INSTRUCTIONS FOR THE TASK: Will you transcribe all the entries word for word, skipping the pictures they hold?

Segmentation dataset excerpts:

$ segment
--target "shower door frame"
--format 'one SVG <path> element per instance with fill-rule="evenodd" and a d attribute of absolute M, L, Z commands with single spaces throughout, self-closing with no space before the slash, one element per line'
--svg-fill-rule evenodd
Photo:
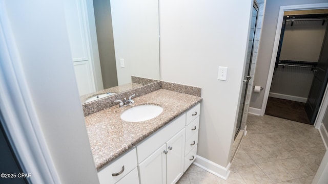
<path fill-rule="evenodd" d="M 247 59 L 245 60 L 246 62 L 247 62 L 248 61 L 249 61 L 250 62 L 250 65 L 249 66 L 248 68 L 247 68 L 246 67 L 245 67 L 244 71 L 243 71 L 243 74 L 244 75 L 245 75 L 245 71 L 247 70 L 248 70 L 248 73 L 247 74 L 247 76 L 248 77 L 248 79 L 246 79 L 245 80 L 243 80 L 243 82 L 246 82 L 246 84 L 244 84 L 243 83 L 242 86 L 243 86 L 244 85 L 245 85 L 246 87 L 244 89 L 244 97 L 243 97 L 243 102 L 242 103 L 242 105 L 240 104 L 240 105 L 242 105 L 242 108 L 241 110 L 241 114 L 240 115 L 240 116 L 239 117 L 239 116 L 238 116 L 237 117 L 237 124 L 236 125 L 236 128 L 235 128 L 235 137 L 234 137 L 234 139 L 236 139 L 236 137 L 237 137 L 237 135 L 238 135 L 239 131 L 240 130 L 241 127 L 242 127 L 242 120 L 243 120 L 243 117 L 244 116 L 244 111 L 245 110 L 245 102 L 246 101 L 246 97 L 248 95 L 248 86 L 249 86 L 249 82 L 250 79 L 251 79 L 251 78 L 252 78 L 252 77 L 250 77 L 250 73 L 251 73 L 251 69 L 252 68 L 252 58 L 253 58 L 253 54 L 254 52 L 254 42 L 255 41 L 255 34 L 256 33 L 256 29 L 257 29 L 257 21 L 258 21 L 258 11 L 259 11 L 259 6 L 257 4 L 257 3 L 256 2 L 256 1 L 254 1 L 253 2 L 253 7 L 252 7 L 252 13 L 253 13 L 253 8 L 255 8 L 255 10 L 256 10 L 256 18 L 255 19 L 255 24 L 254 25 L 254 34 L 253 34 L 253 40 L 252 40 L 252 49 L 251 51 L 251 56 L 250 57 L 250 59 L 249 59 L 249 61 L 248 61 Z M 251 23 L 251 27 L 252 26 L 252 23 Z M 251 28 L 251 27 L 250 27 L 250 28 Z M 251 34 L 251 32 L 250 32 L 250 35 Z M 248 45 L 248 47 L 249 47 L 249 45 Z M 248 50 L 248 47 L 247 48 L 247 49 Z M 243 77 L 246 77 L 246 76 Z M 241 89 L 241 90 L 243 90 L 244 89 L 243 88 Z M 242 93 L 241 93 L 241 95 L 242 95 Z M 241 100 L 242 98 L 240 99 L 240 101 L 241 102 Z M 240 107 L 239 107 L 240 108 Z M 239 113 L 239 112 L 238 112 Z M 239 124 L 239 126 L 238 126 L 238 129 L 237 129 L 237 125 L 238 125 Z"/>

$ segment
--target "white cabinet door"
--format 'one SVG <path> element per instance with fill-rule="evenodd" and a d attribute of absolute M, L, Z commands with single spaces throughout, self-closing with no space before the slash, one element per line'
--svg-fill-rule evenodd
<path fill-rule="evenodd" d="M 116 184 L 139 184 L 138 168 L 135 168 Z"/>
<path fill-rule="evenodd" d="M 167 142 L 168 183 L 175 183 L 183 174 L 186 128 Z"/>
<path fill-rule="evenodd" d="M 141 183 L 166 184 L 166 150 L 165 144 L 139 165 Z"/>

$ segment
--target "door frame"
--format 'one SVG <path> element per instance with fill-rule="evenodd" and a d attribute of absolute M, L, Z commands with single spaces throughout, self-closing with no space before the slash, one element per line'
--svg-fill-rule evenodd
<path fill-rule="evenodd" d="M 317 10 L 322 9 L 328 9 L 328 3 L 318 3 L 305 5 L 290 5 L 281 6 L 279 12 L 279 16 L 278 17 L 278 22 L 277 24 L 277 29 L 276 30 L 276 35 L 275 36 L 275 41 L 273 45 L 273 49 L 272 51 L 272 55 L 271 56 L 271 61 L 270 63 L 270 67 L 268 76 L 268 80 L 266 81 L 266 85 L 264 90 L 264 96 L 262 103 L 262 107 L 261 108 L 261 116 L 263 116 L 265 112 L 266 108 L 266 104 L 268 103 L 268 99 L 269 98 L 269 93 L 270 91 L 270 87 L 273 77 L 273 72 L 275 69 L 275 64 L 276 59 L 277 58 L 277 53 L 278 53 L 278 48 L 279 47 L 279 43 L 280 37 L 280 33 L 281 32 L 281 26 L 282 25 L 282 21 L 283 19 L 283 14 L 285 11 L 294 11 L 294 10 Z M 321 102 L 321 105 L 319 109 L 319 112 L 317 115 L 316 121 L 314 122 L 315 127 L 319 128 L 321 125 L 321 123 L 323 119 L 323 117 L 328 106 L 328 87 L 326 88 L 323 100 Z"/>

WORKED SOLUTION:
$ segment
--target "shower door frame"
--format 'one SVG <path> element per instance with fill-rule="evenodd" and a d attribute of absolute M, L, Z commands with single spaces throughout, self-closing with no space before the slash, one element per line'
--svg-fill-rule evenodd
Photo:
<path fill-rule="evenodd" d="M 247 59 L 245 60 L 246 62 L 247 62 L 248 61 L 249 61 L 250 62 L 250 65 L 249 66 L 248 68 L 247 68 L 246 67 L 245 67 L 244 71 L 243 71 L 243 74 L 244 75 L 245 75 L 245 71 L 247 70 L 248 70 L 248 73 L 247 74 L 247 76 L 248 77 L 248 79 L 246 79 L 245 80 L 243 80 L 243 82 L 246 82 L 246 84 L 244 84 L 243 83 L 242 86 L 243 86 L 244 85 L 245 85 L 246 87 L 244 89 L 244 97 L 243 97 L 243 102 L 242 103 L 242 105 L 240 104 L 240 105 L 242 105 L 242 108 L 241 110 L 241 114 L 240 115 L 240 116 L 239 117 L 239 116 L 238 116 L 237 117 L 237 124 L 236 125 L 236 128 L 235 128 L 235 137 L 234 137 L 234 139 L 236 139 L 236 137 L 237 137 L 237 135 L 238 135 L 239 131 L 240 130 L 241 127 L 242 127 L 242 120 L 243 120 L 243 117 L 244 116 L 244 111 L 245 110 L 245 102 L 246 101 L 246 97 L 248 95 L 248 86 L 249 86 L 249 82 L 250 79 L 251 79 L 251 78 L 252 78 L 252 77 L 250 77 L 250 73 L 251 73 L 251 69 L 252 68 L 252 58 L 253 58 L 253 54 L 254 52 L 254 42 L 255 41 L 255 34 L 256 33 L 256 29 L 257 29 L 257 21 L 258 21 L 258 11 L 259 11 L 259 6 L 257 4 L 257 3 L 256 2 L 256 1 L 254 1 L 253 2 L 253 7 L 252 7 L 252 13 L 253 13 L 253 8 L 255 8 L 255 10 L 256 10 L 256 18 L 255 19 L 255 24 L 254 25 L 254 34 L 253 34 L 253 40 L 252 40 L 252 49 L 251 51 L 251 56 L 250 57 L 250 59 L 249 59 L 249 61 L 248 61 Z M 251 23 L 251 27 L 252 26 L 252 23 Z M 251 28 L 251 27 L 250 27 L 250 28 Z M 251 34 L 251 32 L 250 32 L 250 35 Z M 248 45 L 248 47 L 249 47 L 249 45 Z M 248 50 L 248 47 L 247 48 L 247 49 Z M 243 77 L 246 77 L 246 76 Z M 241 89 L 241 90 L 243 90 L 244 89 L 243 88 Z M 242 93 L 241 93 L 241 95 L 242 95 Z M 241 100 L 242 98 L 240 99 L 240 101 L 241 102 Z M 240 107 L 239 107 L 240 108 Z M 239 113 L 239 112 L 238 112 Z M 239 124 L 239 126 L 238 126 L 238 129 L 237 129 L 237 125 L 238 125 Z"/>

$ segment
--target "white cabinet door"
--format 'one SVG <path> element per instance with fill-rule="evenodd" and a d attribute of absolute M, L, Z commands with single spaces throughout, self-closing with no space before the slash, one element per line'
--svg-fill-rule evenodd
<path fill-rule="evenodd" d="M 116 184 L 139 184 L 138 168 L 135 168 Z"/>
<path fill-rule="evenodd" d="M 167 142 L 168 183 L 175 183 L 183 174 L 186 128 Z"/>
<path fill-rule="evenodd" d="M 141 183 L 166 184 L 166 150 L 165 144 L 139 165 Z"/>

$ segment
--target "door frame"
--format 'one SVG <path> element per instance with fill-rule="evenodd" and a d attribute of absolute M, L, Z commands with single spaces throughout, self-closing with no space before the slash, one element per line'
--svg-fill-rule evenodd
<path fill-rule="evenodd" d="M 317 10 L 322 9 L 328 9 L 328 3 L 318 3 L 305 5 L 290 5 L 281 6 L 279 12 L 279 16 L 278 17 L 278 22 L 277 24 L 277 29 L 276 30 L 276 35 L 275 36 L 275 41 L 273 45 L 273 49 L 272 51 L 272 55 L 271 56 L 271 61 L 270 63 L 270 67 L 268 76 L 268 80 L 266 81 L 266 85 L 264 90 L 264 96 L 262 103 L 262 107 L 261 108 L 261 116 L 263 116 L 265 112 L 266 108 L 266 104 L 268 103 L 268 99 L 269 98 L 269 93 L 270 91 L 270 87 L 273 77 L 273 72 L 275 69 L 275 64 L 276 59 L 277 58 L 277 53 L 278 53 L 278 48 L 279 47 L 279 43 L 280 37 L 280 33 L 281 32 L 281 26 L 282 25 L 282 21 L 283 19 L 283 14 L 285 11 L 294 11 L 294 10 Z M 321 102 L 321 105 L 319 109 L 319 112 L 317 115 L 316 121 L 314 122 L 315 127 L 319 128 L 321 125 L 321 123 L 323 119 L 323 117 L 328 106 L 328 87 L 326 88 L 323 100 Z"/>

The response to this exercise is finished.